Exact transcription of the records is required.
----- RECORDS TO USE
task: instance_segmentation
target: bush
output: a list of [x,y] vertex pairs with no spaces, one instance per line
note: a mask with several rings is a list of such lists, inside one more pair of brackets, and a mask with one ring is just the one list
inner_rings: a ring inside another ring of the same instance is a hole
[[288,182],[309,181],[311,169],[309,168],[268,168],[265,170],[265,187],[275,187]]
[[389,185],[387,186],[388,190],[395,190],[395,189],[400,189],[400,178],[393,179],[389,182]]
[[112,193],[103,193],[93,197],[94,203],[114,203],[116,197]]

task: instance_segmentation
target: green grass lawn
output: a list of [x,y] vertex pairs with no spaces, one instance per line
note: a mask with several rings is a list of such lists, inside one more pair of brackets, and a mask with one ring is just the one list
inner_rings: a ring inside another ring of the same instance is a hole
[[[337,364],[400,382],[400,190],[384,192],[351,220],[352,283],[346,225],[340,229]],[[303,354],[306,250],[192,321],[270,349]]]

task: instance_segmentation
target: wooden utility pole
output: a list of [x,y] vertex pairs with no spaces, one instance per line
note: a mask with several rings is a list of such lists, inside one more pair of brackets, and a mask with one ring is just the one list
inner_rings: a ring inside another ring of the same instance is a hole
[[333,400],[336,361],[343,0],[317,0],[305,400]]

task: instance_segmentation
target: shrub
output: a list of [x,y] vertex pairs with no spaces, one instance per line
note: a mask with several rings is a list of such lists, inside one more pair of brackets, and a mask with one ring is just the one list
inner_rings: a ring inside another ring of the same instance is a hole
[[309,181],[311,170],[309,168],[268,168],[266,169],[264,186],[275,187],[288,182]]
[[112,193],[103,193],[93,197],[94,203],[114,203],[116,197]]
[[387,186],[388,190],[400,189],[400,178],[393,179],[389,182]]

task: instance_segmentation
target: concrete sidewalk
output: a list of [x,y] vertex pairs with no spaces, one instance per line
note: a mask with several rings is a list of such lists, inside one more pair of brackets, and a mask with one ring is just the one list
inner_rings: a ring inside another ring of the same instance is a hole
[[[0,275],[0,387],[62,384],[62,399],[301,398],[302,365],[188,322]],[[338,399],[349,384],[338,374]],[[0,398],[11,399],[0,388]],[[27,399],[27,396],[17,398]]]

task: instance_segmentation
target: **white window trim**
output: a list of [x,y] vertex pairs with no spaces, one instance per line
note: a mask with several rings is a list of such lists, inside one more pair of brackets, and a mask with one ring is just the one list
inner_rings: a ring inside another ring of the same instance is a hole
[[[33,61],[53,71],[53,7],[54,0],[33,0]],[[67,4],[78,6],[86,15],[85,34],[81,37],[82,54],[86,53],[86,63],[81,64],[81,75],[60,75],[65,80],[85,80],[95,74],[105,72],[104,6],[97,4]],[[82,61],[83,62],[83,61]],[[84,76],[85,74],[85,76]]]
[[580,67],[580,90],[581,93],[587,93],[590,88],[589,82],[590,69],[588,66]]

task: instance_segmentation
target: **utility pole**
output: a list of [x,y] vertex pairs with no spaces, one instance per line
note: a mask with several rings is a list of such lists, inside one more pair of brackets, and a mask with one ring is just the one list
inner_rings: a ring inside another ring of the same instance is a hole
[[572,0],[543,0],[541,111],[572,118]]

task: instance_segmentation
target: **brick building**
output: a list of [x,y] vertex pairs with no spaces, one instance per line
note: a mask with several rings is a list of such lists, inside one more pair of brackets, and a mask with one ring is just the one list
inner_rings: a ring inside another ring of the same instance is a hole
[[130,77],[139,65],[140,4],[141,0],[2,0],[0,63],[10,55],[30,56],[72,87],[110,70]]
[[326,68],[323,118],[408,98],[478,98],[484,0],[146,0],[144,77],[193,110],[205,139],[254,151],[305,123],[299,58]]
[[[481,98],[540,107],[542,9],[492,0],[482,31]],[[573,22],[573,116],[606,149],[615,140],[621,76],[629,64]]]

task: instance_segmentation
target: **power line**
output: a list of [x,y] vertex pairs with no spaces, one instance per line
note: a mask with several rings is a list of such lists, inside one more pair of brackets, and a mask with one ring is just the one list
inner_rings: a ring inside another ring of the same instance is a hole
----------
SOLUTION FOR THIS TASK:
task: instance_segmentation
target: bush
output: a list of [x,y] vertex pairs with no spaces, one instance per line
note: a mask with several rings is a list of such lists, inside one more pair of brackets, and a mask with one ring is just the one list
inner_rings: a ring inside another ring of the same instance is a hole
[[288,182],[309,181],[311,169],[309,168],[268,168],[265,170],[265,187],[275,187]]
[[389,185],[387,186],[388,190],[395,190],[395,189],[400,189],[400,178],[393,179],[389,182]]
[[112,193],[103,193],[93,197],[94,203],[114,203],[116,197]]

task: instance_segmentation
target: green grass lawn
output: a list of [x,y] vertex pairs with no spaces, one instance per line
note: a mask with several rings is a list of such lists, inside one more pair of brackets, and a mask with one ring is just the one list
inner_rings: a ring inside another ring of the same instance is a hole
[[[337,364],[400,382],[400,190],[384,192],[351,220],[352,283],[346,225],[340,229]],[[303,354],[306,250],[192,321],[270,349]]]

task: instance_segmentation
target: wooden utility pole
output: a list of [x,y] vertex pairs with no spaces, one instance per line
note: a mask with several rings is a list of such lists, inside one more pair of brackets, and a mask with one ring is just the one list
inner_rings: a ring inside another ring of the same instance is a hole
[[333,400],[336,361],[343,0],[317,0],[305,400]]

task: instance_segmentation
target: shrub
output: a list of [x,y] vertex pairs with no spaces, one instance per line
note: a mask with several rings is a list of such lists, inside one more pair of brackets, and a mask with one ring is just the one list
inner_rings: a ring inside another ring of the same instance is a hole
[[309,181],[311,170],[309,168],[268,168],[266,169],[264,186],[275,187],[288,182]]
[[112,193],[103,193],[93,197],[94,203],[114,203],[116,197]]
[[387,186],[388,190],[400,189],[400,178],[393,179],[389,182]]

task: instance_segmentation
target: concrete sidewalk
output: a list of [x,y] vertex pairs with no spaces, one instance per line
note: a mask with several rings is a list of such lists, inside one more pair of brackets, and a mask with one ring is just the one list
inner_rings: a ring inside another ring of the same instance is a hole
[[[0,275],[0,387],[62,384],[62,399],[301,398],[302,365],[188,322]],[[338,399],[349,384],[338,374]],[[0,398],[11,399],[0,388]],[[27,399],[27,396],[17,398]]]

task: instance_segmentation
target: **white window trim**
output: a list of [x,y] vertex pairs with no spaces, one instance per line
note: a mask with several rings is a list of such lists, inside one more pair of brackets, and a mask with one ring is just the one list
inner_rings: a ring inside another ring of the same instance is a hole
[[[33,61],[53,71],[53,7],[54,0],[33,0]],[[67,4],[78,6],[86,15],[85,34],[81,37],[82,54],[86,53],[86,63],[81,64],[81,75],[60,75],[65,80],[85,80],[95,74],[105,72],[104,6],[97,4]],[[82,61],[83,62],[83,61]],[[84,76],[85,74],[85,76]]]
[[580,67],[580,90],[581,93],[587,93],[590,88],[589,82],[590,69],[588,66]]

task: instance_segmentation
target: **utility pole**
output: a list of [x,y] vertex pairs with no spaces, one instance per line
note: a mask with several rings is a list of such lists, inside one more pair of brackets, and a mask with one ring is just the one list
inner_rings: a ring inside another ring of the same instance is a hole
[[572,0],[543,0],[541,111],[572,118]]

task: instance_segmentation
target: **brick building**
output: a list of [x,y] vertex pairs with no spaces, one instance per line
note: a mask with several rings is a list of such lists, inside one more pair of brackets, and a mask with one ring is just the one list
inner_rings: a ring inside another ring of the same instance is a hole
[[130,77],[139,65],[140,4],[141,0],[2,0],[0,63],[10,55],[30,56],[72,87],[110,70]]
[[326,68],[323,118],[408,98],[478,98],[484,0],[146,0],[144,77],[193,110],[205,139],[254,151],[305,123],[299,58]]
[[[481,98],[540,107],[542,9],[492,0],[482,31]],[[573,22],[573,116],[606,149],[615,140],[621,76],[629,64]]]

task: instance_segmentation
target: **power line**
output: a list of [x,y] vertex pairs with no spaces, one instance per line
note: a mask with several rings is a list of such lists, inside one more pair of brackets, and a mask with one ring is just the one list
inner_rings: a ring inside another ring of the same instance is a hole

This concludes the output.